## Task brief
Reproduce the records from the line containing "of the woman's" down to the line containing "M 187 82 L 173", switching every "top-left corner" to "upper-left corner" and leaving all else as it is.

## Dataset records
● ● ● ● ●

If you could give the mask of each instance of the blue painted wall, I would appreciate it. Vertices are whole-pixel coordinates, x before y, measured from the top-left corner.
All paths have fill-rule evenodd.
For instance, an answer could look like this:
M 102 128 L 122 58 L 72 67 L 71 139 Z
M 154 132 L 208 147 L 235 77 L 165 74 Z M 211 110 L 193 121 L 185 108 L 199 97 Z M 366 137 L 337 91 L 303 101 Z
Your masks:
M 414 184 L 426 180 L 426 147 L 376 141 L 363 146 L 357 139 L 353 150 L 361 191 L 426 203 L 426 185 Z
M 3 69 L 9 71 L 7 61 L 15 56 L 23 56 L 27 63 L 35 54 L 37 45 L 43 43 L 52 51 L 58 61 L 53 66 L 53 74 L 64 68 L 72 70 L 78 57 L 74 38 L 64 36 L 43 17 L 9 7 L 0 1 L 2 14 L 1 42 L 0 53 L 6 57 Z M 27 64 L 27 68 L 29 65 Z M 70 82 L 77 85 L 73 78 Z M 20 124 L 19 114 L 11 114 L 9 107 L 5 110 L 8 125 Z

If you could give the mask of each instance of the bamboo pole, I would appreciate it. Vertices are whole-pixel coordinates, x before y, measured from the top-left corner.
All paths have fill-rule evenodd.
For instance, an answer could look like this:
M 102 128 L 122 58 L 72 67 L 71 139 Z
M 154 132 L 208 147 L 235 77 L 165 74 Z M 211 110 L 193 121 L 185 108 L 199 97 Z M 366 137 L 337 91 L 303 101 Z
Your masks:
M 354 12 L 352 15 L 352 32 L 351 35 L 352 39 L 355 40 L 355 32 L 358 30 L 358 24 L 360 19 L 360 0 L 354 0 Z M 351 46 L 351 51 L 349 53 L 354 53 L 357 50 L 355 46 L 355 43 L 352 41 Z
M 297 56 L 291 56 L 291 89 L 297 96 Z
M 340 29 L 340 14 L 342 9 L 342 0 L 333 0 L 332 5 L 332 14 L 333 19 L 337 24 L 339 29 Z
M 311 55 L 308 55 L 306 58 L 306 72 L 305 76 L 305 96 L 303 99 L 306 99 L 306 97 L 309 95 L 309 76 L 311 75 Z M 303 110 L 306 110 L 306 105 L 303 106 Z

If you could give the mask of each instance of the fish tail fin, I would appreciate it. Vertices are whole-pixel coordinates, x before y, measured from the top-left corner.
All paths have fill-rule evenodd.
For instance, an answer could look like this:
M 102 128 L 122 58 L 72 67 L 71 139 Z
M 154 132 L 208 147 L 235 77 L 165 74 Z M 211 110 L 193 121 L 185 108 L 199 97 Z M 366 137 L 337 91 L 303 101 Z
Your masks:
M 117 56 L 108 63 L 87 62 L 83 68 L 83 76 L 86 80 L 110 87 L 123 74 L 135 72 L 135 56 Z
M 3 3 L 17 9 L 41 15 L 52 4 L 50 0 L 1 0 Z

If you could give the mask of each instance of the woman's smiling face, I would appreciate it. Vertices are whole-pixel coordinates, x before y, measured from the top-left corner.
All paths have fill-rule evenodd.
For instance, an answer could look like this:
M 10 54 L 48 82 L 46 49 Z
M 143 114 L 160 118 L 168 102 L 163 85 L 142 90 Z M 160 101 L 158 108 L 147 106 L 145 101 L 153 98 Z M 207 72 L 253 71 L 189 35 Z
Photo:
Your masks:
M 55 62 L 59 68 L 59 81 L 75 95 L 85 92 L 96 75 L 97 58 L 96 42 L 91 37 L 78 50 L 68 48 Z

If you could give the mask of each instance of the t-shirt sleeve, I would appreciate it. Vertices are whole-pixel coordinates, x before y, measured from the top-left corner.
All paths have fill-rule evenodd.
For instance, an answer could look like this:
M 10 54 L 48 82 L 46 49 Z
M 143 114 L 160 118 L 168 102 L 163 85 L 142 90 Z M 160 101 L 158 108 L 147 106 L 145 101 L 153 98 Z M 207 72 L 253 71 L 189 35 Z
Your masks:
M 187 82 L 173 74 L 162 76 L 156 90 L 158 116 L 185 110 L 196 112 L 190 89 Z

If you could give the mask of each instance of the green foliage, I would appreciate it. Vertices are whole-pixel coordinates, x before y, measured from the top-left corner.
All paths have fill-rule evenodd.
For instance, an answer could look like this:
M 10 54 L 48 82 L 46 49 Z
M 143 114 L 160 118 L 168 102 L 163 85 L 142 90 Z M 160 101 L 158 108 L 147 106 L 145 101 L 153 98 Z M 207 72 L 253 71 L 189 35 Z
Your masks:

● ● ● ● ●

## Solved problem
If you could give the mask of each instance of the woman's smiling face, I would appreciate it. Vertices are whole-pixel coordinates, x before y, measured from the upper-left corner.
All paths have fill-rule evenodd.
For instance, an answer could look like this:
M 10 54 L 48 82 L 46 49 Z
M 143 114 L 160 118 L 168 102 L 163 85 L 142 90 Z M 160 101 L 158 108 L 147 106 L 145 101 L 153 98 Z M 207 72 L 253 71 L 189 35 Z
Photo:
Your masks:
M 55 62 L 59 68 L 59 81 L 75 95 L 85 92 L 96 75 L 97 58 L 96 42 L 91 37 L 78 50 L 68 48 Z

If you could give the mask of each instance of the t-shirt sleeve, I would appreciate it. Vertices are whole-pixel coordinates, x before y, measured from the upper-left corner.
All paths have fill-rule evenodd.
For instance, an answer could look like this:
M 10 54 L 48 82 L 46 49 Z
M 143 114 L 160 118 L 168 102 L 163 85 L 142 90 Z M 160 101 L 158 108 L 147 106 L 145 101 L 153 98 Z M 207 72 L 253 71 L 189 35 Z
Your masks:
M 187 82 L 173 74 L 162 76 L 156 90 L 158 116 L 185 110 L 196 112 L 190 89 Z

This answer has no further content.